## 学習課題
[a] つかさの準決勝を記した本文によると、試合に出ると決めてからの減量が間に合わなかったつかさは、階級をどうしたか。
[b] つかさの準決勝を記した本文を、最後の文の後から書き継ぎなさい。

つかさ、準決勝試合内容。






モチベーションが上がらず、「ボクシングを辞める」とも言っていた つかさに、「今度の試合に出てから決めよう」と勧めた。
それに対し、首を縦に振った つかさの素直さに救いを感じていた。言って分からない子じゃないし、決して悪い子でもない。
そんな理由で、この半年ほど、まともに練習をしてきていなかった つかさ。 試合に出ると決めてからの減量が間に合わず、以前優勝した階級を捨て、一つ上の階級にも上げた。
それでも今日の試合、勝つ自信はあると言っていた。
僕も十分に勝てる相手と感じたが、パンチを効かせてチャンスを作っても、更に踏み込む気力と体力がなく、あとが続かない。
自分を信じる、自分の努力を信じる、と書いて「自信」。その自信が今日のつかさには無かった。
試合後に大きく顔を腫らした つかさが僕に言った。

## 提供された記録
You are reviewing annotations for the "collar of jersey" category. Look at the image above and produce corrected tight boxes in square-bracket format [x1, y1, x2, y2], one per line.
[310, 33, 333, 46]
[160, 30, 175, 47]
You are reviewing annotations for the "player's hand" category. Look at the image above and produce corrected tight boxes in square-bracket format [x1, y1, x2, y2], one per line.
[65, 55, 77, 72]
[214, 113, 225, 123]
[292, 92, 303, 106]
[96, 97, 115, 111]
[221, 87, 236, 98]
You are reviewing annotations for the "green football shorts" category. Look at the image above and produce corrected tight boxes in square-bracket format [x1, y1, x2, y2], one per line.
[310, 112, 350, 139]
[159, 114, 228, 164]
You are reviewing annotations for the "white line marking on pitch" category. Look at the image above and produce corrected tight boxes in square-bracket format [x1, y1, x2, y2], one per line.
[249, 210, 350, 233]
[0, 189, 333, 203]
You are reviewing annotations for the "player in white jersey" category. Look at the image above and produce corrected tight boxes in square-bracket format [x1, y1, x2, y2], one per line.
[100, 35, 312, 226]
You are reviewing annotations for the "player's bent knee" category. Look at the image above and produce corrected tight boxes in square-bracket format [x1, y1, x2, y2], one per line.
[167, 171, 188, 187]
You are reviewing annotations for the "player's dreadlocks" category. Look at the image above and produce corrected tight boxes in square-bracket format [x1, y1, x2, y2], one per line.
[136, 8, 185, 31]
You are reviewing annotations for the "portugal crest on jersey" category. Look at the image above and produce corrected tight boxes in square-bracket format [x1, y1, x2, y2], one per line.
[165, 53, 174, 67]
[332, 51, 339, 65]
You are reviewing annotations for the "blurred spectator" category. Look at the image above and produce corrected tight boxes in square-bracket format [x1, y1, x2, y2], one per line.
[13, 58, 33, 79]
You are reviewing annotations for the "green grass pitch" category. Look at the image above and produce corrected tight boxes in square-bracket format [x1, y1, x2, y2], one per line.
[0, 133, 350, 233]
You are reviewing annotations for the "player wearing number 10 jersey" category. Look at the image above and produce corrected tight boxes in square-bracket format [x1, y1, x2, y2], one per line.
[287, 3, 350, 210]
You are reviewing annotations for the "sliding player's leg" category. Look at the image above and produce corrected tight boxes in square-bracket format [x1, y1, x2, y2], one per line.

## 課題別解答
[a] 以前優勝した階級を捨て、一つ上の階級に上げた。

[b]
      「やっぱり練習せんとダメですね」
      「それが分かればいい」 と つかさに言った。
資質や才能は高いが、情熱が強く沸かない つかさ。
この先、つかさがボクシングを続けるかどうかはまだ分からない。それでも、今日の試合では神様がつかさを殴っているように僕は感じた。
「因果の法則」 それを罰と捉えるのか、愛と感じるのかは つかさ次第。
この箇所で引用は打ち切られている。